Data items:

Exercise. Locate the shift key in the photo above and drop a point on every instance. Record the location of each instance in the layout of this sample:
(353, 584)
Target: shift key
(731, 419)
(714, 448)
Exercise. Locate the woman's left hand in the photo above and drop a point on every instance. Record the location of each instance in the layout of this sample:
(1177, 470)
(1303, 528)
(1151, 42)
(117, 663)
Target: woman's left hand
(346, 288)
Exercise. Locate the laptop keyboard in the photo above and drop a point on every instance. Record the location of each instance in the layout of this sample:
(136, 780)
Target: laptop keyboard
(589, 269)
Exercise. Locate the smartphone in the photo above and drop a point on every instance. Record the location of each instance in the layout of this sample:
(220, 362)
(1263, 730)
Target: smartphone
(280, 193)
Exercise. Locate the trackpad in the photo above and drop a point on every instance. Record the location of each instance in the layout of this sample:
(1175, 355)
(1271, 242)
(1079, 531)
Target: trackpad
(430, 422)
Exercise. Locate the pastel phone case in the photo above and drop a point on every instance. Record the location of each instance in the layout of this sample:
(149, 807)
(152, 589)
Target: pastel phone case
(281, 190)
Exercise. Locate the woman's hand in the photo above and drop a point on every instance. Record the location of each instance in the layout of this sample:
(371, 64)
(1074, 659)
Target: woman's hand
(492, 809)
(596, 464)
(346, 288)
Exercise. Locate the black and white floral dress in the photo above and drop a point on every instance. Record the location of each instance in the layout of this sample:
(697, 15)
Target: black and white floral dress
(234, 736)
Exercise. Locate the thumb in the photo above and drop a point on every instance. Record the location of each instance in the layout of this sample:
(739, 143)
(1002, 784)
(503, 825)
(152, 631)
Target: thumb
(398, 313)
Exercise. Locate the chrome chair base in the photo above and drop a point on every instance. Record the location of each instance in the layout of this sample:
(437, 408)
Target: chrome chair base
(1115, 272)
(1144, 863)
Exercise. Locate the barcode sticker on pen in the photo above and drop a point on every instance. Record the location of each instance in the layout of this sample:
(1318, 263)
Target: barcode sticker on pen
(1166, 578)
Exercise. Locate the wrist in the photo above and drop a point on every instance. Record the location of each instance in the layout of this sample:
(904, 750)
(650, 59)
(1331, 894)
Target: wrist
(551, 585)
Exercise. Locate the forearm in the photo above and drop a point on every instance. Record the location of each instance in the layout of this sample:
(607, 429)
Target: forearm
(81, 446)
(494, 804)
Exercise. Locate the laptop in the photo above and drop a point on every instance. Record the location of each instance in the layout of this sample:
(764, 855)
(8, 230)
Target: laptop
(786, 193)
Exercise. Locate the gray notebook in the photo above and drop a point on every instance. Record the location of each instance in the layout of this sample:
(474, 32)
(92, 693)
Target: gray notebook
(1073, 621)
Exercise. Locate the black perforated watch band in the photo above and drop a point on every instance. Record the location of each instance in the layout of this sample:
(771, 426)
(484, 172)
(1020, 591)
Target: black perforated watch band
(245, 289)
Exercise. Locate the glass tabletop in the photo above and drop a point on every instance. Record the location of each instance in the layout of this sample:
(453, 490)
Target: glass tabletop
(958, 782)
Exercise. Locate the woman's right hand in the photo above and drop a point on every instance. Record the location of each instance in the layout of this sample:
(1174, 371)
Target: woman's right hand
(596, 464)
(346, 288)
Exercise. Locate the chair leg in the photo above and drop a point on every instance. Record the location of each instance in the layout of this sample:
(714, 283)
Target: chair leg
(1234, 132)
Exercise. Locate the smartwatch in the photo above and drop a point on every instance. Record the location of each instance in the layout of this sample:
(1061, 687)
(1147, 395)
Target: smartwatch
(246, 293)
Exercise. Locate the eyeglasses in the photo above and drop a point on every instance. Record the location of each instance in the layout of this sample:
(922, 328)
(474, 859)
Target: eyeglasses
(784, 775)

*WHAT THIS TASK INVOLVES:* Could you reproduce all of the entries exactly as they appear?

*SOLUTION FOR THIS PROBLEM:*
Exercise. Locate the shift key in the photo above and drop a point on every instance. Record the location of each instance in the layout of this sample:
(353, 584)
Target: shift key
(731, 419)
(714, 448)
Exercise. Locate the woman's left hand in the photo above and drop a point on every instance. Record the location of each instance in the layout of this sample:
(1177, 470)
(1303, 528)
(1151, 42)
(117, 663)
Target: woman's left hand
(346, 288)
Exercise. Locate the laptop keyboard in the photo above and drop a point on every instance. Record the location of each instance in the layout of this sample:
(136, 780)
Target: laptop keyboard
(589, 269)
Exercise. Locate the smartphone in the photo above and drop a point on every instance. Record the location of each instance in the layout of this sample:
(220, 362)
(1263, 730)
Target: smartphone
(280, 193)
Exercise. Locate the trackpad in the photo above and drop a point on every instance. Record the location of each instance in the layout of this sample:
(1175, 355)
(1271, 242)
(1079, 531)
Target: trackpad
(430, 422)
Exercise. Locate the pastel phone case in the photo above and drop a point on every instance. Record the location of each instance in the layout of this sample:
(149, 807)
(152, 589)
Target: pastel phone case
(281, 190)
Exercise. Locate the woman's hand in the photo above and drop a point on every instance. Record the location of each instance in the layout of this sample:
(371, 64)
(1074, 659)
Target: woman's hand
(492, 809)
(596, 464)
(346, 288)
Exercise. Locate the black and white floral dress in the photo above and drop a point on every instance. Record the location of each instance in the layout of this sample:
(697, 15)
Target: black and white floral dress
(234, 736)
Exercise. Locate the thumb in the photo above and drop a point on every instance. Record the location of each instance in the layout of this sample:
(739, 143)
(1002, 784)
(503, 825)
(152, 631)
Target: thumb
(398, 313)
Exercise. Locate the chrome chair base in the photo above and drop a point on every instance. Record the location of each instance in the layout of this sample:
(437, 408)
Target: chrome chair base
(1115, 272)
(1144, 863)
Exercise. Locate the barcode sticker on pen in the photo above and drop a point on every instance. Record the location of each instance in the layout of this sample:
(1318, 263)
Target: barcode sticker on pen
(1166, 578)
Exercise. Locate the wrist in the photo above and drop a point on every instance. Record the location of each instance in the layout of this sample:
(904, 750)
(650, 59)
(1331, 894)
Target: wrist
(551, 585)
Exercise. Locate the forearm in the photo above and drop a point on every instance. Record the location of each instance in the layout of this sample:
(607, 429)
Target: forearm
(81, 446)
(494, 804)
Exercise. Locate the laptop in the photo above and drop a point on every instance. Record the location of each instance in the layout of this sample:
(764, 855)
(8, 230)
Target: laptop
(786, 193)
Exercise. Locate the gray notebook in the photo above and drop a point on every instance. Record the location of each instance in the layout of this sample:
(474, 32)
(92, 693)
Target: gray notebook
(1073, 621)
Exercise. Locate the black perforated watch band in the photo above and drop a point on every instance. Record the location of each instance in the layout of this sample:
(771, 426)
(484, 172)
(1020, 591)
Target: black perforated watch band
(245, 289)
Exercise. Locate the glass tabletop in the photo above and drop a point on every instance. Record the location of each instance in the layout of this sample:
(453, 490)
Target: glass tabletop
(958, 782)
Exercise. Locate the woman's right hand in the photo above and drop a point on every instance. Record the location of each instance in the layout of this sample:
(1174, 371)
Target: woman's right hand
(596, 464)
(346, 288)
Exercise. Locate the chair leg in the photo above and drop a point on every instance. Record the location of each instance in the layout of this sample:
(714, 283)
Target: chair leg
(1234, 132)
Exercise. Locate the smartwatch in the photo above and drop a point on every instance. Record the location of each instance in the layout of this sample:
(1061, 687)
(1147, 395)
Target: smartwatch
(246, 293)
Exercise. Locate the eyeglasses in the photo above and drop a point on every instance. Record the location of each instance in the layout of this sample:
(922, 328)
(474, 859)
Target: eyeglasses
(784, 775)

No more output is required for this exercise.